• YOUR OBJECTIVE
Look through the data below. Collect every line where the word "sandy" occurs.

BEGIN DATASET ENTRIES

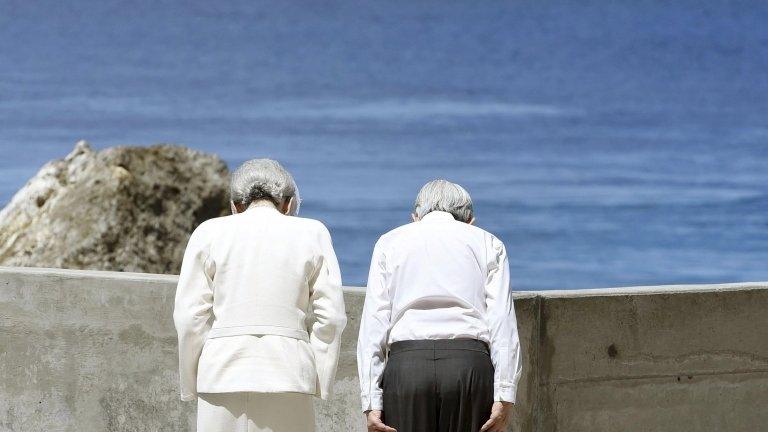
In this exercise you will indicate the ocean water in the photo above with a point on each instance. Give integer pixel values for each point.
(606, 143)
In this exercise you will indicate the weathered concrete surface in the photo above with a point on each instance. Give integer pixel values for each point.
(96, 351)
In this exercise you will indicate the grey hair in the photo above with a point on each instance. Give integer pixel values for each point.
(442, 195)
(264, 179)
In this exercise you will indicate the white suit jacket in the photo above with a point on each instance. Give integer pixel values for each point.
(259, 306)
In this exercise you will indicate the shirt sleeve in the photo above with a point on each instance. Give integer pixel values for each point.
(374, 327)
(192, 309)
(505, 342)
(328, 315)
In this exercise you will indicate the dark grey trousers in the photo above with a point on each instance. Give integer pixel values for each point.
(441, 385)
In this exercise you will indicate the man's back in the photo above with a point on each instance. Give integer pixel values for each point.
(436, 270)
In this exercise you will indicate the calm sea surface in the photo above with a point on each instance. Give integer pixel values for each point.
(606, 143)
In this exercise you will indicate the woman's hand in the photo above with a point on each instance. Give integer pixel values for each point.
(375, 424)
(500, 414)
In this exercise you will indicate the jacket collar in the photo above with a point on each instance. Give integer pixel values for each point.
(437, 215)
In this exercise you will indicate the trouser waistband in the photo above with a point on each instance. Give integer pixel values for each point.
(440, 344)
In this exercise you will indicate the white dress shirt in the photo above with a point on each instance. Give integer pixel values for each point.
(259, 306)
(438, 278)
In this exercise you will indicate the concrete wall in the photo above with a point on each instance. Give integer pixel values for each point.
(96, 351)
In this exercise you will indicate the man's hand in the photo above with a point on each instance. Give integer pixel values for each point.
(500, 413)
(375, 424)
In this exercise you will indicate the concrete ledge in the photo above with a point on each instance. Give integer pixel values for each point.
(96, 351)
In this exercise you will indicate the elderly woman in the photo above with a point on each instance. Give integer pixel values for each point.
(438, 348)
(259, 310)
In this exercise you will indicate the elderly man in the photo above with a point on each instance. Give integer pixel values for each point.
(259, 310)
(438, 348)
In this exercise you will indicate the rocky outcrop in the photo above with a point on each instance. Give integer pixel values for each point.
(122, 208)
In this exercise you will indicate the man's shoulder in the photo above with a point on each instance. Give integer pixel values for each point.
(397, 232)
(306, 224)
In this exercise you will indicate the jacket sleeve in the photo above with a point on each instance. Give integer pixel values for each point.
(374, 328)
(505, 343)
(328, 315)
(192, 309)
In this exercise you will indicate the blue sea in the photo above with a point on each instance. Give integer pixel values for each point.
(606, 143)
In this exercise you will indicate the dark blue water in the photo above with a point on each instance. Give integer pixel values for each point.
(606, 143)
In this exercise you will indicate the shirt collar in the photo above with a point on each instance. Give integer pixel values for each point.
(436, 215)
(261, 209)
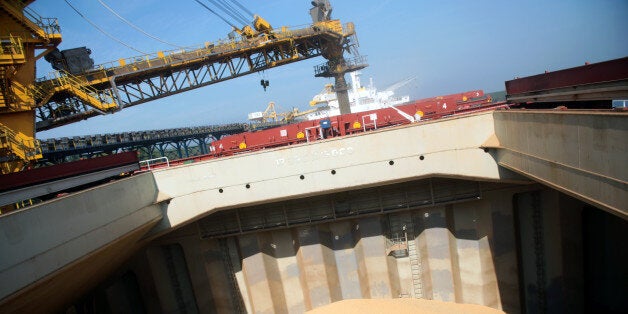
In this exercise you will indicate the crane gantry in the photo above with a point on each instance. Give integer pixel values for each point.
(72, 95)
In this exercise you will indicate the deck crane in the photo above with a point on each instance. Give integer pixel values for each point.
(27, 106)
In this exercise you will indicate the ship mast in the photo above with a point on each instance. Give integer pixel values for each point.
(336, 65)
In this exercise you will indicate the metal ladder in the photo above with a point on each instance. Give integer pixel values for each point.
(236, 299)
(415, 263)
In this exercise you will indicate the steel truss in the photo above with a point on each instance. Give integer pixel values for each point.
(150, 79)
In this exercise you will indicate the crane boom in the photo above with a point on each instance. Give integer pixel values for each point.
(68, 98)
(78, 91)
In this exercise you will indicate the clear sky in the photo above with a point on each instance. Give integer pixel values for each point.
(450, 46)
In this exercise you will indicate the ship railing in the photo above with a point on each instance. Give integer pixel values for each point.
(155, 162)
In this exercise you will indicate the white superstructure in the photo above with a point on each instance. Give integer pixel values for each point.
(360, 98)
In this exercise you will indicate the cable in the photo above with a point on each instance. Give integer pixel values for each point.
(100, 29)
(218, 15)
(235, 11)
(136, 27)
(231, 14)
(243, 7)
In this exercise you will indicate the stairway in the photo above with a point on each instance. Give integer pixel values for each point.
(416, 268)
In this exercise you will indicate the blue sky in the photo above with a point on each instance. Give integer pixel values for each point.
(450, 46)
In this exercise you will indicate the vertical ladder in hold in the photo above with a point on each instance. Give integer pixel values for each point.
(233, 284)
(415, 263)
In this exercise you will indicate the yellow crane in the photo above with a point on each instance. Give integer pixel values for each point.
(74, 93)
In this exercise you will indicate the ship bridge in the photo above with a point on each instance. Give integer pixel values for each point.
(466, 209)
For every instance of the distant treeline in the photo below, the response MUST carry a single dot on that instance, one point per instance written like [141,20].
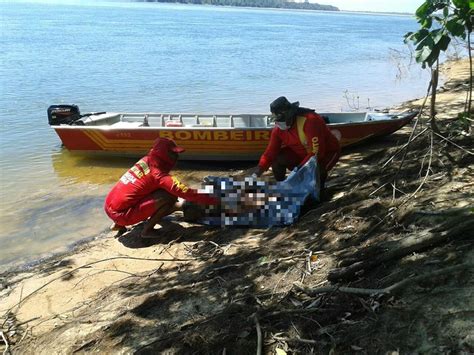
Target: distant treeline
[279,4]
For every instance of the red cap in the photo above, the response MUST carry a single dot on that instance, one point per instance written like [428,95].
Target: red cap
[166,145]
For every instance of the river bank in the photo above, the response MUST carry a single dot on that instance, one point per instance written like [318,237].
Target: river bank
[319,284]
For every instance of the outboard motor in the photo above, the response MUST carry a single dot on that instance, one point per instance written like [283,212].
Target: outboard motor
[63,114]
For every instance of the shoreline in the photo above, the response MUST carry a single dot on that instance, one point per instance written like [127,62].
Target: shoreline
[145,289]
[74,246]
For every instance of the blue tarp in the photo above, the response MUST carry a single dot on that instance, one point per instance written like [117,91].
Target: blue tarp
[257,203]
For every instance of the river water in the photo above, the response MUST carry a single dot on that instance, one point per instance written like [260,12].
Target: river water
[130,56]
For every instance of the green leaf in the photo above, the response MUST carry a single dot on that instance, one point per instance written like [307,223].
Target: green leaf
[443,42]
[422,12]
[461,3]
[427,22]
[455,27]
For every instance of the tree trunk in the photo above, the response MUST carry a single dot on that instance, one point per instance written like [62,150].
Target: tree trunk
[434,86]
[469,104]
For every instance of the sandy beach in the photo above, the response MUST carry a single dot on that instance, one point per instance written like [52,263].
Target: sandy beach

END DATASET ENTRIES

• TASK RESPONSE
For every instance of the sandy beach in the photo above, the response MUST carry a single dot on that instance, one point per instance written like [52,263].
Target: sandy beach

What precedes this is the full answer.